Copy every line of the listing below, adding 132 to each number in the bounding-box coordinates and leaving all other text unchanged. Leave out the pictures.

Data
----
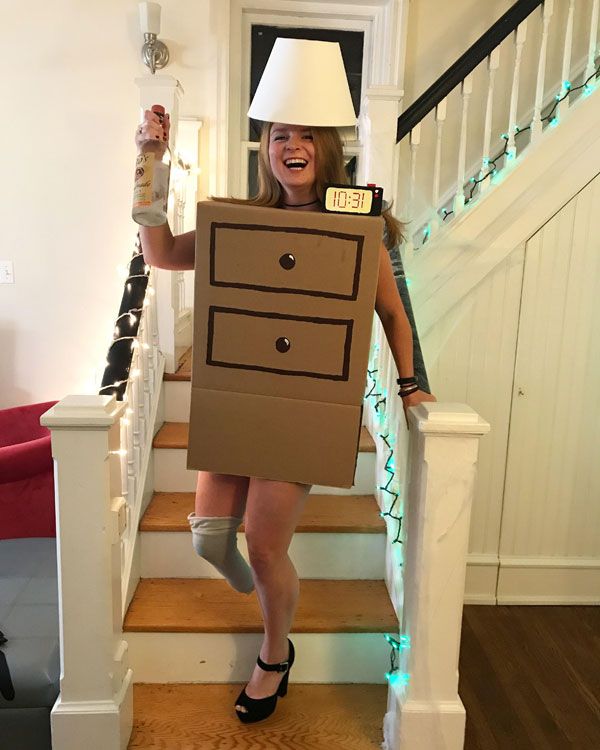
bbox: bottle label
[133,151,155,208]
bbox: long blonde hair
[211,122,403,247]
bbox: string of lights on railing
[99,235,154,401]
[365,356,402,548]
[421,65,600,245]
[365,342,410,685]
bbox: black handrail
[396,0,544,143]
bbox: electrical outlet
[0,260,15,284]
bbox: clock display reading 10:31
[325,185,383,216]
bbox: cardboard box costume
[187,201,383,487]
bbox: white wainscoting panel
----
Output below
bbox: bottle label
[265,283,287,340]
bbox: long blonde hair
[343,254,535,379]
bbox: string of lights on railing
[231,367,286,533]
[497,488,534,680]
[553,197,732,377]
[497,474,542,817]
bbox: black handrail
[528,132,676,275]
bbox: electrical outlet
[132,392,147,416]
bbox: clock display reading 10:31
[457,317,515,348]
bbox: cardboard box costume
[319,333,515,619]
bbox: white wainscoting panel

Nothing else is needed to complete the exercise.